- [Tasks for this exercise]:
a: In the thread about generating hash codes, what limits the number of objects that can have unique values if the hash is an Int32?
b: Carry on the thread about generating hash codes from the point where it stops.

- [Text shown]:
▬▬▬▬▬▬

471,350 Members | 1,951 Online
Bytes | Software Development & Data Engineering Community
Post +

Home Posts Topics Members FAQ

Join Bytes to post your question to a community of 471,350 software developers and data experts.

Generate hash code

Hi,

How do I write a GenerateHashcode function that will generate guaranteed
unique hashcodes for my classes?

cheers,
mortb
Jan 18 '06 #1
8 13096
If you mean unique per instance, then the only guaranteed way that I know of
is to have something unique in each instance - a simple static int counter
(along with an instance field) would suffice, where each instance (in the
instance ctor) gets the next value and increments the static counter (pref.
using thread-safe increment).

*however* Assuming your hash would be Int32, you are then limited to 2^32
objects - otherwise then can't be unique! (assuming no complex code to
recycle numbers)

You could implement this either as an abstract base class, but then your
*total* instances (of subtypes of this) would be limited to 2^32.

Is it actually required that they be unique? Although not unknown, this is
not (to my mind) recommended usage for a hash value?

Marc
Jan 18 '06 #2
As Marc alluded to, you might be better off looking at variations of
Guid.NewGuid
to ensure "Absolute" uniqeness. Unless of course you are travelling to Pluto
on the probe, in which case there's still a very remote possibilty there
could be a duplicate before you arrive there...
Peter

--
Co-founder, Eggheadcafe.com developer portal:
http://www.eggheadcafe.com
UnBlog:
http://petesbloggerama.blogspot.com


"mortb" wrote:
Hi,

How do I write a GenerateHashcode function that will generate guaranteed
unique hashcodes for my classes?

▬▬▬▬▬▬

- [Data section]:

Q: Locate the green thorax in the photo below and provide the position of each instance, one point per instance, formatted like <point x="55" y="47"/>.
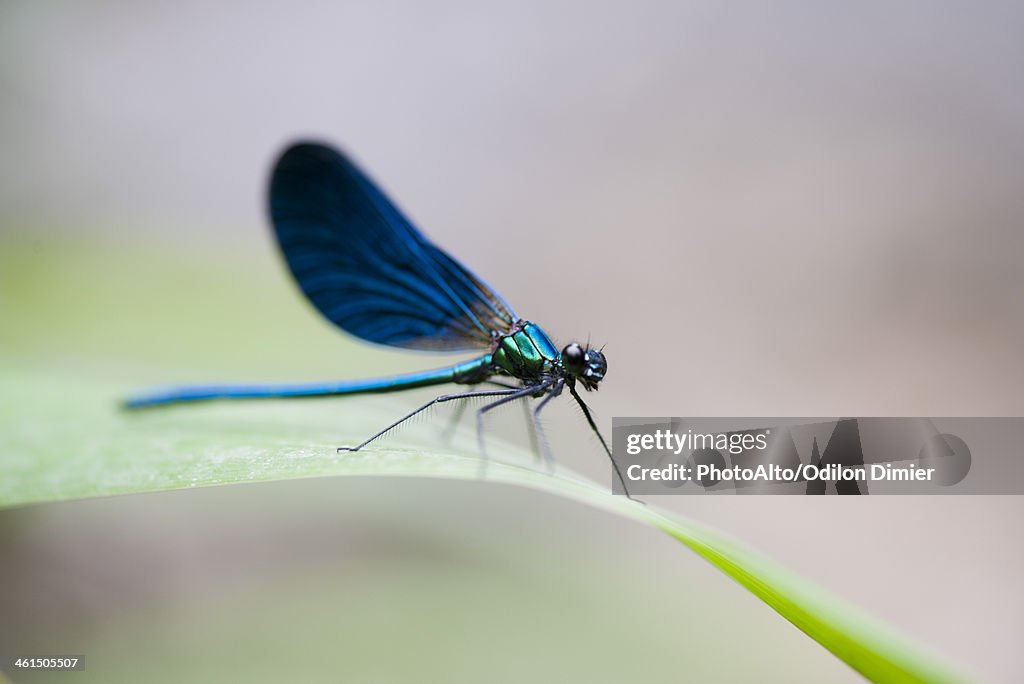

▬▬▬▬▬▬

- [Answers for the tasks]:
a: They are limited to 2^32 objects.

b:
cheers,
mortb

Jan 18 '06 #3
I've thought a bit about the issue with hashcodes.

I use hashtables and I suppose that they use the GetHashcode function to
determine the identity of the objects stored. Then I thought that the
GetHashcode would have to return an unique number for every possible object
if I am to use it as key in the hashtable.

I've seen a few implementations on the internet looking like this:

Class C
{
public int propertyA;
public int propertyB;

public override GetHashcode()
{
return propertyA.GetHashcode ^ propertyB.GetHashcode;
}
}

Whould the bitwize OR generate unique hashcodes for objects with all
possible combinations in propertyA and propertyB?

In my current application there are several types of objects that inherit
from a base class that we've written. They are stored in a database and have
a primary key combined from two values in the database. The two values are
object id and version number.Then they have sveral other properties such as
name, createdByUserId, createTimeStamp, updateTimeStamp.

My guess is that I could write a GetHashcode function in the base class
looking like this:

GetHashcode()
{
return (typeof(this)).GetHashcode() ^ this.objectId ^
this.versionNumber();
}

Would this be a good implementation?
Are there any resources which sumarize how to quickly write *good*
GetHashcode() functions?

thanks for the help!
/mortb

"Marc Gravell" <mg******@rm.com> wrote in message
news:%2****************@TK2MSFTNGP11.phx.gbl...
If you mean unique per instance, then the only guaranteed way that I know
of is to have something unique in each instance - a simple static int
counter (along with an instance field) would suffice, where each instance
(in the instance ctor) gets the next value and increments the static
counter (pref. using thread-safe increment).

*however* Assuming your hash would be Int32, you are then limited to 2^32
objects - otherwise then can't be unique! (assuming no complex code to
recycle numbers)

You could implement this either as an abstract base class, but then your
*total* instances (of subtypes of this) would be limited to 2^32.

Is it actually required that they be unique? Although not unknown, this is
not (to my mind) recommended usage for a hash value?

Marc

Jan 18 '06 #4

mortb wrote:
I've thought a bit about the issue with hashcodes.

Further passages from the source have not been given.